=== STATED TASK ===
Copy each of the lines below word for word, keeping their order.

-- RECORDS PROVIDED start --

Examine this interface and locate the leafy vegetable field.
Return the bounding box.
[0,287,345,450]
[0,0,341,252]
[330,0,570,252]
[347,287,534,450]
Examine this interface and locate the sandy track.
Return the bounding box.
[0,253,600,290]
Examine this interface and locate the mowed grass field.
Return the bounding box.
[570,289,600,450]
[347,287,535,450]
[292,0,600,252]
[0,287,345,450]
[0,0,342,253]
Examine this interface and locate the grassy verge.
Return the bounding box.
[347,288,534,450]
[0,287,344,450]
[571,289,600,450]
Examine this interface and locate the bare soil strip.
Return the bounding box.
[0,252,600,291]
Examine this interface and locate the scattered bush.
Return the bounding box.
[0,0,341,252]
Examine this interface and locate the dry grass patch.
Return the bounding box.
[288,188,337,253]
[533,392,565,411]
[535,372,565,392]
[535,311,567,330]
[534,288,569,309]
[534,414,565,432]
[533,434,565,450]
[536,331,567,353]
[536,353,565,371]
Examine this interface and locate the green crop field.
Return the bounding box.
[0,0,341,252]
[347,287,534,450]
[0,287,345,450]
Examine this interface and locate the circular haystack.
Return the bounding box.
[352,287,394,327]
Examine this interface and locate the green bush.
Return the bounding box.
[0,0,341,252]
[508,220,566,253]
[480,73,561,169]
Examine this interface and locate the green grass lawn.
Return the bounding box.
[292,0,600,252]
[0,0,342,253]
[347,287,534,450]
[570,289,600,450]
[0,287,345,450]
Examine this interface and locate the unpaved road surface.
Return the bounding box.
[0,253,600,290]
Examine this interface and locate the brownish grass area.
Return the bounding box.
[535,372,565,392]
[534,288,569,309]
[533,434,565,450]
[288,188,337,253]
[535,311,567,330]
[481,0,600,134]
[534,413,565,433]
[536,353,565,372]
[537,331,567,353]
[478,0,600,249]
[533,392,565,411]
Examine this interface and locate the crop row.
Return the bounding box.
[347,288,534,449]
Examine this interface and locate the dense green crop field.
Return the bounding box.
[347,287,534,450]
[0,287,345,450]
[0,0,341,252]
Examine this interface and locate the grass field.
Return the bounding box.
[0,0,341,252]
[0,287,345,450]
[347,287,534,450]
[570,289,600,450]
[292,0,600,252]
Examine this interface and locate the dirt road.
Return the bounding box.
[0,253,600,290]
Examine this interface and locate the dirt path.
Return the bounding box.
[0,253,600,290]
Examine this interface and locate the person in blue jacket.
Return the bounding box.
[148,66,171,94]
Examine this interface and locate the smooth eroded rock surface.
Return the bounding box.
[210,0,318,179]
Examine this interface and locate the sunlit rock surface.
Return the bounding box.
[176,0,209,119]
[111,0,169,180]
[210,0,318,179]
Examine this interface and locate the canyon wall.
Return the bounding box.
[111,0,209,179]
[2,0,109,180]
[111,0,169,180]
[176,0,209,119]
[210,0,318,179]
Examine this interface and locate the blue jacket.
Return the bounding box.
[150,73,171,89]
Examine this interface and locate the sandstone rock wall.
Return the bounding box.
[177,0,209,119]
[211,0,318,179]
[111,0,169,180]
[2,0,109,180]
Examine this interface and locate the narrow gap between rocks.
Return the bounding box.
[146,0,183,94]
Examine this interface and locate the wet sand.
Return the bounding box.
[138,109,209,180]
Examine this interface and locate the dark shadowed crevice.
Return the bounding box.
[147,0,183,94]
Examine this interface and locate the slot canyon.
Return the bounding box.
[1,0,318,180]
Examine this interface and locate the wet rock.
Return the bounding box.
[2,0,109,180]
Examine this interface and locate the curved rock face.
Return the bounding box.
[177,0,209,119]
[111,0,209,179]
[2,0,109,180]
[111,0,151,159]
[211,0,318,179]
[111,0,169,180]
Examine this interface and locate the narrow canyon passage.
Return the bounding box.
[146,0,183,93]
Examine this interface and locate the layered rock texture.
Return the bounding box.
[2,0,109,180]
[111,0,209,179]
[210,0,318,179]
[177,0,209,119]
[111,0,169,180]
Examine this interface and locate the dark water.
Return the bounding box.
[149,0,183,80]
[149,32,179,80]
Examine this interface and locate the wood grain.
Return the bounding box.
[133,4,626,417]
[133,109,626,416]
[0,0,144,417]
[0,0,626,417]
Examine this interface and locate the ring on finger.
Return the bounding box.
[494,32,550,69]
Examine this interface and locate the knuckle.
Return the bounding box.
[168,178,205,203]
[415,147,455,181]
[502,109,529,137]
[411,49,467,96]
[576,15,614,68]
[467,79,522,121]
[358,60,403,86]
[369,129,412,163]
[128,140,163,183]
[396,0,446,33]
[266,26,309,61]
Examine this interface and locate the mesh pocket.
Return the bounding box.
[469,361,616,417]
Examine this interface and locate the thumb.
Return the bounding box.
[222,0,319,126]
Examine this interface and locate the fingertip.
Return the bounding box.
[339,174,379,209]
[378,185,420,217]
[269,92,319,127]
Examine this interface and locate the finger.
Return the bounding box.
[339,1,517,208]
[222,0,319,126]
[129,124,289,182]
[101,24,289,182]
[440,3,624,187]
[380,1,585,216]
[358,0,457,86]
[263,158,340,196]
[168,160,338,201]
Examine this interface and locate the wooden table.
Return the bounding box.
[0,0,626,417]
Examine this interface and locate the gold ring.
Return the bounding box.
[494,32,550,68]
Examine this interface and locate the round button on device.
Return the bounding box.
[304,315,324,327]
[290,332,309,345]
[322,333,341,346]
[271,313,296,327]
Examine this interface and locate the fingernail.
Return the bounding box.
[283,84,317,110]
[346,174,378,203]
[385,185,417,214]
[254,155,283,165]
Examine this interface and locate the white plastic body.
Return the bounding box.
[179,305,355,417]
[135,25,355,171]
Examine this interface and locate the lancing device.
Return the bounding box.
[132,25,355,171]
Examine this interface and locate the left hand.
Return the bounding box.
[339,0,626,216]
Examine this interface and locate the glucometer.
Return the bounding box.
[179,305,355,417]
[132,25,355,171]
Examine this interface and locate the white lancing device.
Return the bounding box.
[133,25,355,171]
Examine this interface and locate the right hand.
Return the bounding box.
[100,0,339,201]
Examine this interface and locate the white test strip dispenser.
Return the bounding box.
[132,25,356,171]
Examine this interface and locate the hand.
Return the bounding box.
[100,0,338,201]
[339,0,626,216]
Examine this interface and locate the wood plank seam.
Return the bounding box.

-- RECORDS PROVIDED end --

=== ANSWER FOR THIS EXERCISE ===
Examine this interface and locate the leafy vegetable field.
Return the bounding box.
[0,287,345,450]
[0,0,341,252]
[330,0,570,252]
[347,287,534,450]
Examine this interface and locate the sandy track.
Return the bounding box.
[0,253,600,290]
Examine this interface and locate the mowed grass field.
Return the bounding box.
[570,289,600,450]
[347,287,535,450]
[292,0,600,252]
[0,287,345,450]
[0,0,342,253]
Examine this interface and locate the grassy verge.
Return the bounding box.
[347,288,534,450]
[0,287,344,450]
[571,289,600,450]
Examine this interface and locate the bare soil strip.
Return the bounding box.
[0,252,600,291]
Examine this interface and locate the scattered bush.
Return the bounding box.
[0,0,341,252]
Examine this interface and locate the dry grass patch.
Return the bounding box.
[288,188,337,253]
[533,392,565,411]
[535,372,565,392]
[535,311,567,330]
[534,288,569,309]
[534,414,565,432]
[533,434,565,450]
[536,331,567,353]
[536,353,565,371]
Examine this interface and locate the green crop field.
Return the bounding box.
[0,0,341,252]
[347,287,534,450]
[0,287,345,450]
Examine this interface and locate the circular haystack.
Return the bounding box.
[352,287,394,327]
Examine this interface and locate the green bush.
Return the bounding box.
[0,0,341,252]
[508,220,566,253]
[480,73,561,169]
Examine this interface and locate the green grass lawn.
Return the bounding box.
[292,0,600,252]
[0,0,342,253]
[347,287,534,450]
[570,289,600,450]
[0,287,345,450]
Examine this interface and locate the unpaved road surface.
Return the bounding box.
[0,253,600,290]
Examine this interface and locate the brownish grass area.
Return the bounding box.
[535,372,565,392]
[534,288,569,309]
[533,434,565,450]
[288,188,337,253]
[535,311,567,330]
[481,0,600,134]
[534,413,565,433]
[536,353,565,372]
[537,331,567,353]
[478,0,600,249]
[533,392,565,411]
Examine this interface and locate the crop row.
Return the bounding box.
[347,288,534,449]
Examine this interface and locate the dense green crop field.
Return the bounding box.
[347,287,534,450]
[0,287,345,450]
[0,0,341,252]
Examine this interface and locate the grass field.
Return the bounding box.
[0,0,341,252]
[0,287,345,450]
[347,287,534,450]
[570,289,600,450]
[292,0,600,252]
Examine this interface and locate the dirt road.
Return the bounding box.
[0,253,600,290]
Examine this interface and locate the dirt path.
Return the bounding box.
[0,253,600,290]
Examine this interface and locate the person in blue jacket.
Return the bounding box.
[148,66,171,94]
Examine this interface and locate the smooth eroded rock surface.
Return the bounding box.
[210,0,318,179]
Examine this interface and locate the sunlit rock surface.
Return the bounding box.
[176,0,209,119]
[111,0,169,180]
[210,0,318,179]
Examine this interface and locate the canyon wall.
Return the bounding box.
[111,0,209,179]
[2,0,109,180]
[111,0,169,180]
[176,0,209,119]
[210,0,318,179]
Examine this interface and locate the blue jacket.
Return the bounding box.
[150,73,171,89]
Examine this interface and locate the sandstone rock wall.
Return the bounding box.
[177,0,209,119]
[211,0,318,179]
[111,0,169,180]
[2,0,109,180]
Examine this interface and locate the narrow gap between rocks.
Return the bounding box.
[146,0,183,94]
Examine this interface and locate the wet sand.
Return the bounding box.
[138,109,209,180]
Examine this interface and locate the dark shadowed crevice.
Return the bounding box.
[147,0,183,94]
Examine this interface and locate the slot canyon.
Return the bounding box.
[1,0,318,180]
Examine this interface and locate the wet rock.
Return the bounding box.
[2,0,109,180]
Examine this interface and locate the curved rock face.
Return the bounding box.
[177,0,209,119]
[111,0,209,179]
[2,0,109,180]
[111,0,151,159]
[211,0,318,179]
[111,0,169,180]
Examine this interface and locate the narrow canyon passage.
Return the bounding box.
[146,0,183,93]
Examine this interface and locate the layered rock texture.
Return the bounding box.
[2,0,109,180]
[111,0,209,179]
[210,0,318,179]
[177,0,209,119]
[111,0,169,180]
Examine this interface and locate the dark water.
Return the bounding box.
[149,0,183,80]
[149,32,179,80]
Examine this interface and locate the wood grain.
Return the bounding box.
[133,4,626,417]
[133,109,626,416]
[0,0,144,417]
[0,0,626,417]
Examine this interface and locate the ring on finger.
Return the bounding box.
[494,32,550,69]
Examine this interface and locate the knuckle.
Return the bounding box.
[168,178,205,203]
[415,147,455,181]
[502,109,529,137]
[411,49,467,96]
[576,15,614,68]
[467,79,522,121]
[358,60,403,86]
[369,129,412,163]
[128,140,163,183]
[396,0,446,33]
[266,26,309,61]
Examine this interface and locate the mesh pocket.
Return the bounding box.
[469,361,616,417]
Examine this interface and locate the thumb.
Return the bounding box.
[222,0,319,126]
Examine this interface and locate the fingertip.
Return the bounding box.
[339,174,379,209]
[378,185,420,217]
[269,92,319,127]
Examine this interface and locate the finger.
Return the bounding box.
[339,1,517,208]
[222,0,319,126]
[129,124,289,182]
[101,24,289,182]
[440,3,624,187]
[380,1,585,216]
[358,0,457,86]
[263,158,340,196]
[168,160,338,201]
Examine this interface and locate the wooden table.
Return the bounding box.
[0,0,626,417]
Examine this interface and locate the gold ring.
Return the bounding box.
[494,32,550,68]
Examine this interface and locate the round button on device.
Return the bounding box.
[304,315,324,327]
[290,332,309,345]
[322,333,341,346]
[271,313,296,327]
Examine this interface and locate the fingernail.
Return the bounding box.
[283,84,317,110]
[346,174,378,203]
[385,185,417,214]
[254,155,283,165]
Examine this interface and locate the white plastic body.
Return the bounding box.
[179,305,355,417]
[135,25,355,171]
Examine this interface and locate the lancing device.
Return the bounding box.
[132,25,355,171]
Examine this interface and locate the left hand.
Return the bounding box.
[339,0,626,216]
Examine this interface and locate the glucometer.
Return the bounding box.
[179,305,355,417]
[132,25,355,171]
Examine this interface and locate the white lancing device.
Return the bounding box.
[133,25,355,171]
Examine this interface and locate the right hand.
Return the bounding box.
[100,0,339,201]
Examine this interface and locate the white test strip dispenser.
Return the bounding box.
[132,25,356,171]
Examine this interface and locate the hand.
Return the bounding box.
[100,0,338,201]
[339,0,626,216]
Examine this interface and locate the wood plank seam.
Return the bounding box.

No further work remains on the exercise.